## Text block
=======

You could be a school teacher, and your deep wish as a school teacher could be to “enable all the children of the world to read.” You are not just being a teacher to put in your 30 years and then comfortably retire and travel. You are a teacher because you want to fulfill a deep wish of your life.
You might say, “Well, that is nice, but who could ever achieve that?” But wasn’t there a doctor or scientist who had a deep wish to find a cure for polio and polio was cured? Didn’t someone have a deep wish to find a cure for measles, and a cure was found? To have a deep wish or aspiration for your life means that your life is always meaningful and fulfilling.
Reverend Kubose’s teacher was Reverend Haya Akegarasu. Reverend Akegarasu underwent a great transformation in his life and how he viewed this story from the Larger Sutra. In his early years, he took it quite literally, because that was how it was presented in those days. Dharmakara made a vow to save all beings and became Amida Buddha who created a Pure Land. We just have faith in Amida Buddha’s vow that we will be saved and taken to the Pure Land.
But in his 30’s he had a spiritual crisis and this Buddha that he objectified “over there” disappeared. In his time of darkness, he re-read, he re-studied this Larger Sutra. Suddenly a different meaning emerged. The dynamic spirit of Bodhisattva Dharmakara began to resonate within him.
Now it was not Dharmakara’s wish, but it was his own wish, his own inner aspiration that was bubbling forth from within. This gave him the spiritual strength and power to stand up and move forward in his life. It was there that he encountered the heart of the Buddha, the heart of Shinran Shonin, and the heart of Bodhisattva Dharmakara.
What kind of wishes are we living with in our life? Are we living with worldly wishes, or have we found a wish that transcends worldly wishes in our life? That is the question I am challenged with when I read and chant this first line of the Juseige, GA GON CHO SE GAN.

=======

## To do
In the passage about deep wishes and the Larger Sutra, who is named as Reverend Kubose's teacher?

=======

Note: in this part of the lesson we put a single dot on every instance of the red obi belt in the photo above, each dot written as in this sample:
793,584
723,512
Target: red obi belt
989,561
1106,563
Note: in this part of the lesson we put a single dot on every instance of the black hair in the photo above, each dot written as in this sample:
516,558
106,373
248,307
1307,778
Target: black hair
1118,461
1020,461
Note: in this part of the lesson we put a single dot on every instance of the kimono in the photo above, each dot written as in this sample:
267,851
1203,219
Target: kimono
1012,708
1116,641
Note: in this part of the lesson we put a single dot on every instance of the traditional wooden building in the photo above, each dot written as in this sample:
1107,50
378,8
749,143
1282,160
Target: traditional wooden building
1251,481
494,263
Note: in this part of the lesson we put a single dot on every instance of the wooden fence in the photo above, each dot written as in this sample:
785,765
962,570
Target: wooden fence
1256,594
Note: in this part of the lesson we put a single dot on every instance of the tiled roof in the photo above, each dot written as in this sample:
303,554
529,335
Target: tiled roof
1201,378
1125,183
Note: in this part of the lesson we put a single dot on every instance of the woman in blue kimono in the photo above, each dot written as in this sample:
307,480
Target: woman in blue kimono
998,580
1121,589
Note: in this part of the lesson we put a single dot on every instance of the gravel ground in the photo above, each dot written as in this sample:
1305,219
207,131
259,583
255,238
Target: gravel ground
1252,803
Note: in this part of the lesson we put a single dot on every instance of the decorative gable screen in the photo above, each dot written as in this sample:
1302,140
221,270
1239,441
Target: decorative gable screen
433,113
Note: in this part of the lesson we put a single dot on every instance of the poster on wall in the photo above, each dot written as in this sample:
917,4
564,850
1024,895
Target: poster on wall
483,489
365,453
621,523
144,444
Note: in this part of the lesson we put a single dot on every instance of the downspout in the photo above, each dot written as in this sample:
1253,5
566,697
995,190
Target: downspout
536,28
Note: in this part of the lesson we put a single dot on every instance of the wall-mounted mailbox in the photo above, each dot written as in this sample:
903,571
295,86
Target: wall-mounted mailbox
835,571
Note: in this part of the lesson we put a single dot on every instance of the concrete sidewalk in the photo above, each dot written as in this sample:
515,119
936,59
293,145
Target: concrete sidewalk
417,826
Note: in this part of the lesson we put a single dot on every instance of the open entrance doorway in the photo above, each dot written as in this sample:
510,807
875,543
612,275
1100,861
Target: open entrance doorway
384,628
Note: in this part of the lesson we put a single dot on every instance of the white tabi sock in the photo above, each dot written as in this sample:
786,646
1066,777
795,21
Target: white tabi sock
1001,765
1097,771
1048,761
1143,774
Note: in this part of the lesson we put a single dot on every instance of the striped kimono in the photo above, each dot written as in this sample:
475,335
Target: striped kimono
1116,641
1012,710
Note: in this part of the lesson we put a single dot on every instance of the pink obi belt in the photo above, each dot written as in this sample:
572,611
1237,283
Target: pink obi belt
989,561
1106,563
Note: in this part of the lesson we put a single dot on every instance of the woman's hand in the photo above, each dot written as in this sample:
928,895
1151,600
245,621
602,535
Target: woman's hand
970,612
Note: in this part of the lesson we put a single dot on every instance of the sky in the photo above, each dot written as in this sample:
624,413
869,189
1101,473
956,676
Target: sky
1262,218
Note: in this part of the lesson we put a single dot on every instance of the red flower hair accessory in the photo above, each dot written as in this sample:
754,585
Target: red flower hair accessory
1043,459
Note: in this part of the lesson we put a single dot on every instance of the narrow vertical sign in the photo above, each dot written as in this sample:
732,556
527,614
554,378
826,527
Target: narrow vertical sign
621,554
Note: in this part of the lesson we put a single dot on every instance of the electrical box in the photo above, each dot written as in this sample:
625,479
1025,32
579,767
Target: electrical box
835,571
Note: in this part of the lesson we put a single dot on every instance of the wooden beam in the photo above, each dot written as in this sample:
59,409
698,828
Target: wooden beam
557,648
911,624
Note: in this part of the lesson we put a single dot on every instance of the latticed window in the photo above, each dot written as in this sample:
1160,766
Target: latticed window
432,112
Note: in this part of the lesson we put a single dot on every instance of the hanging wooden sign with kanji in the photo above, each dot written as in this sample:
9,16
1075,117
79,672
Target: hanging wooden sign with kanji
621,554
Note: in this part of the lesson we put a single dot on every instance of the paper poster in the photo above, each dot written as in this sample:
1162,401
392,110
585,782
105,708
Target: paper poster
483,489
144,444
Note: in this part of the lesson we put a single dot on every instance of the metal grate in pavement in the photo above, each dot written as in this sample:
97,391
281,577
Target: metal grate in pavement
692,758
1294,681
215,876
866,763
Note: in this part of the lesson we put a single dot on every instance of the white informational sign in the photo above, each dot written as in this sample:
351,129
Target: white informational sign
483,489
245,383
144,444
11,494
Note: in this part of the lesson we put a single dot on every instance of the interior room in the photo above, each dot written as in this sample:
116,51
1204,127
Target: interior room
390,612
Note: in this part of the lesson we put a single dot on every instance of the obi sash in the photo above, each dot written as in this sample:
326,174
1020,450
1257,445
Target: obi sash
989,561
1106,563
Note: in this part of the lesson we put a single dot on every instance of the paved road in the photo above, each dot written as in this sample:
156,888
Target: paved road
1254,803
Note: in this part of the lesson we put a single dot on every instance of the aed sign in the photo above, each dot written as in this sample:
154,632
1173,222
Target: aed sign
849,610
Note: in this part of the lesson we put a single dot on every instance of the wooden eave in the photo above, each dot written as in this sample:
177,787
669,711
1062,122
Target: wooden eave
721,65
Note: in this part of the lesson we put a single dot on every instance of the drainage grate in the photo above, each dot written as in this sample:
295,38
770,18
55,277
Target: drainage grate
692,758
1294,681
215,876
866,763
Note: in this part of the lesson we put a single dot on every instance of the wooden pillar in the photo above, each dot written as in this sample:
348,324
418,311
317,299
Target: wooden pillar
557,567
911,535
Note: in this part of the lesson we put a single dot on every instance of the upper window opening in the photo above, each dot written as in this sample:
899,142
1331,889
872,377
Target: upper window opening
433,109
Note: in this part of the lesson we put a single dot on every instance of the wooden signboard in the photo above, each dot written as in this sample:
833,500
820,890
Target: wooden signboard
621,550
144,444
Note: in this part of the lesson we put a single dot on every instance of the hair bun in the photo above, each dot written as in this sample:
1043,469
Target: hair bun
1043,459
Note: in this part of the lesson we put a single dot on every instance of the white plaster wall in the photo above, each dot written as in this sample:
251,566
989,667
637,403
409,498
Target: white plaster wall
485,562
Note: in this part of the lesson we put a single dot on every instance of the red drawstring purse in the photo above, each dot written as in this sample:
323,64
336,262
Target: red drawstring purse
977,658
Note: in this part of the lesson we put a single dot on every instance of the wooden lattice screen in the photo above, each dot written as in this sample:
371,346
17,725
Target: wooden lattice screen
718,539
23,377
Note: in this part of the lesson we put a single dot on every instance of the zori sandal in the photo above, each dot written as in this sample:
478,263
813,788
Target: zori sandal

=======

## Exercise result
Reverend Haya Akegarasu